Material shown:
━━━
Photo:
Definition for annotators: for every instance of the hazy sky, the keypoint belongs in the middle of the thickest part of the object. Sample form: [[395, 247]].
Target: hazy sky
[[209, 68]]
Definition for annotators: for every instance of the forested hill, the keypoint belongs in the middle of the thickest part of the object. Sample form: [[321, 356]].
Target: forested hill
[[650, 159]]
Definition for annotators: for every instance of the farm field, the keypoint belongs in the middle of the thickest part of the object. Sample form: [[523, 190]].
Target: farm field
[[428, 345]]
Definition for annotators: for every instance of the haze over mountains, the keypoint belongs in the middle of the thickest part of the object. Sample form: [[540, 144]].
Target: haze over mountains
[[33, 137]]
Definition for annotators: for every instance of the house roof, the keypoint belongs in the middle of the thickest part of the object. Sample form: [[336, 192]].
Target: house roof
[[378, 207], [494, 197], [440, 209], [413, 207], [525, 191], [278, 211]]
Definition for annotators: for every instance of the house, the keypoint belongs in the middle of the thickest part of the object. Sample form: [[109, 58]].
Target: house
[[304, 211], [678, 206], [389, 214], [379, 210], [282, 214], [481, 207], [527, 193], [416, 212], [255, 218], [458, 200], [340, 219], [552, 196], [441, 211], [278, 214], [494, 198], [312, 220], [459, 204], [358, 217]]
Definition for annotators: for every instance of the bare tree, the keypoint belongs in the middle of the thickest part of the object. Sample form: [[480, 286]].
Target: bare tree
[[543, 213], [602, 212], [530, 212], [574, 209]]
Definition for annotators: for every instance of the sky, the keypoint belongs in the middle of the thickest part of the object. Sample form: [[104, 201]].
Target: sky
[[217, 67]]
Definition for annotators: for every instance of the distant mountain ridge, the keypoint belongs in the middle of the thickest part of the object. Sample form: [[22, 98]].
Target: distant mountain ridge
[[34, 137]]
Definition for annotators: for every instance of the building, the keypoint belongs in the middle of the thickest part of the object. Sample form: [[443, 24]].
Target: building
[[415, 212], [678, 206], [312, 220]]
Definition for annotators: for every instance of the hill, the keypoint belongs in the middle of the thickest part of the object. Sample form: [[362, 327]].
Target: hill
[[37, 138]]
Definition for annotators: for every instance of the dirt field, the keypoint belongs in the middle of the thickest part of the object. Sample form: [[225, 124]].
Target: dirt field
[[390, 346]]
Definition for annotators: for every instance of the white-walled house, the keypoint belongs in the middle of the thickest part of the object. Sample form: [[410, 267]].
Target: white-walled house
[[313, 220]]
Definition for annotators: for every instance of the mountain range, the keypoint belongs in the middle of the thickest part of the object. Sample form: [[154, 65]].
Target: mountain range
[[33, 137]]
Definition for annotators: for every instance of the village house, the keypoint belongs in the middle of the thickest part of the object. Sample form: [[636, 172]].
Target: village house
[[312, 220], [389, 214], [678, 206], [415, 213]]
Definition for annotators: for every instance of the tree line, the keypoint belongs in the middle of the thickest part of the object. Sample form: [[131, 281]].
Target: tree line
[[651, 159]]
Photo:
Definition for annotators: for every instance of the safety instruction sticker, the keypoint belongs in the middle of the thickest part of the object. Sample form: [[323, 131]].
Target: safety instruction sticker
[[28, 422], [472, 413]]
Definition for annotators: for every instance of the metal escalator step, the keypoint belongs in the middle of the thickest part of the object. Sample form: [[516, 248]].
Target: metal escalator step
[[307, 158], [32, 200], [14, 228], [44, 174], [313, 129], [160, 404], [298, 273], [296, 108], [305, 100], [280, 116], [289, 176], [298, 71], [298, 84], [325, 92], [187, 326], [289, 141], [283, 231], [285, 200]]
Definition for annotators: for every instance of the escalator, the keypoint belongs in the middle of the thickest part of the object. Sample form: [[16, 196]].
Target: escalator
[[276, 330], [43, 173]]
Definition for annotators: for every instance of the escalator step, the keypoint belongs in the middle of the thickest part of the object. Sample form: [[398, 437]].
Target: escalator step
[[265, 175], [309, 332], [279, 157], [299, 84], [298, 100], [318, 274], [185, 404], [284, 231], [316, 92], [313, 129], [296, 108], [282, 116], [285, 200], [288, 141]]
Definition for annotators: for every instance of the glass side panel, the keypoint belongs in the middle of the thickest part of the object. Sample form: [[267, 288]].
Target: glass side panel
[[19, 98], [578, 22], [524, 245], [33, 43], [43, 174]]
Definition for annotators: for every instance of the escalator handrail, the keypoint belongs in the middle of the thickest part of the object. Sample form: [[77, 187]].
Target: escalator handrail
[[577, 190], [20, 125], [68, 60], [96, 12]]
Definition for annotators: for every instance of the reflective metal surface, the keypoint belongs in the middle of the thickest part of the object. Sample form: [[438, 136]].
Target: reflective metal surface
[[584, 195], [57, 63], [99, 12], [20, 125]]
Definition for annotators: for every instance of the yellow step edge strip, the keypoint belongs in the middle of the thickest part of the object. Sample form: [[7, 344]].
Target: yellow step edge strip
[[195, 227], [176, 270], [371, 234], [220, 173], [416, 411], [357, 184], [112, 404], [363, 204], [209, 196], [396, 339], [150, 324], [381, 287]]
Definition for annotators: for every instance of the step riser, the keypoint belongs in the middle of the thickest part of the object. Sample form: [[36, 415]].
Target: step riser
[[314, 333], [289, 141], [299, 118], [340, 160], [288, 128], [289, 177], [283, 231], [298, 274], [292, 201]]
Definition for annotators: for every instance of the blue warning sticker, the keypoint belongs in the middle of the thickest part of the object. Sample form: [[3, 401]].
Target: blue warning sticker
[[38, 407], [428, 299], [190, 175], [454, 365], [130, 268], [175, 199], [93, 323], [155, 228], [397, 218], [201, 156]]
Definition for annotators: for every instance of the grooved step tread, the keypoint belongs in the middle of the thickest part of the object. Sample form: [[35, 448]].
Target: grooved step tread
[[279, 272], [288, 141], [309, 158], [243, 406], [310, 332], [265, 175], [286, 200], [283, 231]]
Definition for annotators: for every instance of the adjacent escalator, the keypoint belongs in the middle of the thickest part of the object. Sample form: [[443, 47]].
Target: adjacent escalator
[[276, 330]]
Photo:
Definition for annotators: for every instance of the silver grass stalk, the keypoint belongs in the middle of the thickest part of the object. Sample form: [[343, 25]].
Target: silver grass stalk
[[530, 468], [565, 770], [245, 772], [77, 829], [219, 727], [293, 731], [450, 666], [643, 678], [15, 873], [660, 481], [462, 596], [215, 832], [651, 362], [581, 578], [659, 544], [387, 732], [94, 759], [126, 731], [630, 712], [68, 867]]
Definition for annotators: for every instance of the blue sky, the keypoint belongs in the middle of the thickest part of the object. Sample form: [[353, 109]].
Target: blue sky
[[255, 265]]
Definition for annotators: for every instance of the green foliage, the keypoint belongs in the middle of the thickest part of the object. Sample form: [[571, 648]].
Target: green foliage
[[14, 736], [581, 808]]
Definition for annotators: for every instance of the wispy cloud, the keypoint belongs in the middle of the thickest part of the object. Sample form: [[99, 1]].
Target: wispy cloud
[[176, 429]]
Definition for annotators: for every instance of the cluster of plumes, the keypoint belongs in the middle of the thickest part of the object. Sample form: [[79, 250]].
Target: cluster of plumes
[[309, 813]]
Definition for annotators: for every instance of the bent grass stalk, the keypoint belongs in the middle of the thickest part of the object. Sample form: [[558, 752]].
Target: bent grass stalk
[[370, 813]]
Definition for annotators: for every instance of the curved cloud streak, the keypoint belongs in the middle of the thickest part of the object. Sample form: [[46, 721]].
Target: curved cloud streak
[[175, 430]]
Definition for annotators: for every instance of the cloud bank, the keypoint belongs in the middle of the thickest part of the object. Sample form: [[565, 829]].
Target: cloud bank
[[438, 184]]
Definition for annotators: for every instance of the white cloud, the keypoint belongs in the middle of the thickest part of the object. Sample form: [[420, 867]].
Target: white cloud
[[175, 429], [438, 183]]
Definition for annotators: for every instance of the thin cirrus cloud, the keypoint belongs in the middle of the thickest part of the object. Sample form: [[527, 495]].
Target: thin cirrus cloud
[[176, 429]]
━━━
Work task: Would you print, exactly as written, every line above from the one holding "Target: step riser" through the one holding "Definition for annotators: for every instance of the silver", with both included and no other lines?

Written solution:
Target: step riser
[[314, 333], [289, 141], [299, 118], [340, 160], [288, 128], [289, 177], [283, 231], [298, 274], [292, 201]]
Definition for annotators: for every instance of the blue warning sticker, the keypoint belongs in the middle of the thickest part of the object. Sample form: [[3, 401]].
Target: blue warning sticker
[[38, 407], [428, 299], [190, 175], [454, 365], [130, 268], [175, 199], [93, 323], [155, 228], [397, 218], [201, 156]]
Definition for annotators: for every instance of the grooved step tread, the keypoint belongs in the middle of the thickest part of the object. Sample form: [[35, 448]].
Target: grooved step tread
[[279, 272], [288, 141], [309, 158], [243, 406], [310, 332], [265, 175], [286, 200], [283, 231]]
Definition for annotators: for every instance of the adjacent escalator, the keypoint belongs in the middle of the thickest part of the object. Sample form: [[443, 47]].
Target: adjacent escalator
[[276, 330]]
Photo:
Definition for annotators: for every instance of the silver grass stalk, the keypoint belongs in the middle of the thickest part of the object. Sample form: [[343, 25]].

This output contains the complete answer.